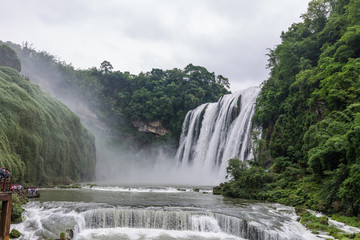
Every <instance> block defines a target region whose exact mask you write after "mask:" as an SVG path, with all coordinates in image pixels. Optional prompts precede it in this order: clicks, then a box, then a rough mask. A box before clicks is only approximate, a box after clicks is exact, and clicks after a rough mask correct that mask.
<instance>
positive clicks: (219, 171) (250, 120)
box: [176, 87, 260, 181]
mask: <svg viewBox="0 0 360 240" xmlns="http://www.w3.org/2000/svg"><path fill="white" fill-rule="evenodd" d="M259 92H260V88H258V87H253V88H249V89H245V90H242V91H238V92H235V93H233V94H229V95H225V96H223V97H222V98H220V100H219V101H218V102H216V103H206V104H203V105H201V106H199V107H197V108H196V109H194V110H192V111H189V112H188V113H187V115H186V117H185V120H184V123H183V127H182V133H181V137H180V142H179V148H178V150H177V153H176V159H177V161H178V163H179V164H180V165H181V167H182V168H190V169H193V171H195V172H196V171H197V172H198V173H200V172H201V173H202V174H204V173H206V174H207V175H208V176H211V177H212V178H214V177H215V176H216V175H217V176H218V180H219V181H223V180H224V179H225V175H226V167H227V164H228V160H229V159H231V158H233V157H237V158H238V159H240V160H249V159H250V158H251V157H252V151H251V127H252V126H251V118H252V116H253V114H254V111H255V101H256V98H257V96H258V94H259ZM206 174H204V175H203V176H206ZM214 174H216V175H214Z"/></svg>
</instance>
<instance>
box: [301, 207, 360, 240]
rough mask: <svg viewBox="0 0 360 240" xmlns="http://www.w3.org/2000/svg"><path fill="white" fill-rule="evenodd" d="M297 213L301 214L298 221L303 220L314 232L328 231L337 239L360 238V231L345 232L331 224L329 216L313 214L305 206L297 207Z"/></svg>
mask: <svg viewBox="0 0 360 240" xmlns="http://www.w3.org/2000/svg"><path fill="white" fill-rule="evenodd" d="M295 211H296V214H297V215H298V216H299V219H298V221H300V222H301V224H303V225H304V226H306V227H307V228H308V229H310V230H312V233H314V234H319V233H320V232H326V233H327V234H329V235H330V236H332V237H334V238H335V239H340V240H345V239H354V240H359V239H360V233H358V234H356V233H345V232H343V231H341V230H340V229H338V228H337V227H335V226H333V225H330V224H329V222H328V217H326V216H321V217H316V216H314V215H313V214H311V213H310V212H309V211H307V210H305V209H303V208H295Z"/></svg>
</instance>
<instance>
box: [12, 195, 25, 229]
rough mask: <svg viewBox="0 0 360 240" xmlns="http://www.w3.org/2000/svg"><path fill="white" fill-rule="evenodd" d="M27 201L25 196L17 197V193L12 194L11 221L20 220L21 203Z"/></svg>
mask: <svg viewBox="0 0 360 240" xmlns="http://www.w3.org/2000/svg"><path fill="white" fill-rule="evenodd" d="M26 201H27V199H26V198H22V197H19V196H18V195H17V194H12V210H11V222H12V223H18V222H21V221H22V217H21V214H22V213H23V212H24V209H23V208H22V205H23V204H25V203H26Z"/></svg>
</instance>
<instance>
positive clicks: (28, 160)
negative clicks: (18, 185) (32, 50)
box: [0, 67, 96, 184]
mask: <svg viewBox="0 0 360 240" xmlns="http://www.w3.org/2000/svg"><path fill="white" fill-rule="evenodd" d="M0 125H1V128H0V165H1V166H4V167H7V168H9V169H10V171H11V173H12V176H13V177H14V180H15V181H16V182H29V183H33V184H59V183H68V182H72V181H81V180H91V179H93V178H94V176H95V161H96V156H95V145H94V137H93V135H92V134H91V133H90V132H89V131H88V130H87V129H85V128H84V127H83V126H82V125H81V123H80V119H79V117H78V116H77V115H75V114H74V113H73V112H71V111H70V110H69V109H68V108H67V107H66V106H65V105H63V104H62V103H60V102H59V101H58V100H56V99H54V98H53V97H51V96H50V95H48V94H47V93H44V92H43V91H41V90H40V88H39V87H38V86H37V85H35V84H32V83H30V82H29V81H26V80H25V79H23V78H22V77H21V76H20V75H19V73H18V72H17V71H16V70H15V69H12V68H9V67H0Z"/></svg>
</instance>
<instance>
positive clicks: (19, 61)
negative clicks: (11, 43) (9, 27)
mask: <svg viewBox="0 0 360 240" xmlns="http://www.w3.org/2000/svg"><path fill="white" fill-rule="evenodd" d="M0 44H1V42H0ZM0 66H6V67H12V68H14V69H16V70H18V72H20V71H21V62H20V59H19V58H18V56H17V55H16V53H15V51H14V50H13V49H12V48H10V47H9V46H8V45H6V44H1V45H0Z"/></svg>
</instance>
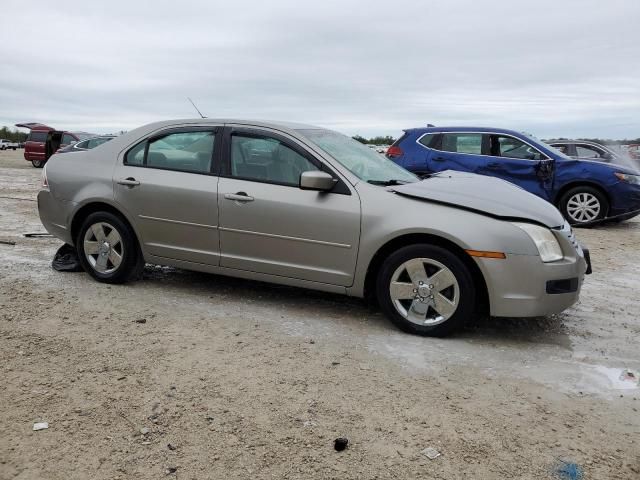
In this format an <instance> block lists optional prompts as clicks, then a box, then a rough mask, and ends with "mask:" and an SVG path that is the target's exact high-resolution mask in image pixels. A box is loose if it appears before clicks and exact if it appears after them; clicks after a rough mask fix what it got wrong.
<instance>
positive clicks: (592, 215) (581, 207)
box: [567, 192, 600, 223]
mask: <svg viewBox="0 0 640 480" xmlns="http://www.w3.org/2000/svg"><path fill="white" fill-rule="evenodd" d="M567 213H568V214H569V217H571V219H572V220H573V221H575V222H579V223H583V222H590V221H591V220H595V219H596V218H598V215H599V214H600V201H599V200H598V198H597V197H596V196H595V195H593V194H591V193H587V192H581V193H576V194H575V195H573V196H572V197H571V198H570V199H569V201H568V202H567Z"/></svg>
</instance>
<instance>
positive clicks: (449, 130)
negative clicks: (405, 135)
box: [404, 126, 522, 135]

WHAT IS BEING ASKED: Quote the records above word for word, from their start up to and including the line with "box: [176, 87, 260, 181]", and leave the pictures out of your answer.

TASK RESPONSE:
Every <instance> block defines a target region whose exact mask you write after "mask:" as an SVG path, with all coordinates in image pixels. Optional prompts precede it in this order: clicks, then a box, then a rough mask. A box before clicks is only approximate, a box after clicks is exact, and clicks after a rough mask correct that mask.
<instance>
positive clicks: (219, 171) (250, 120)
box: [176, 87, 260, 181]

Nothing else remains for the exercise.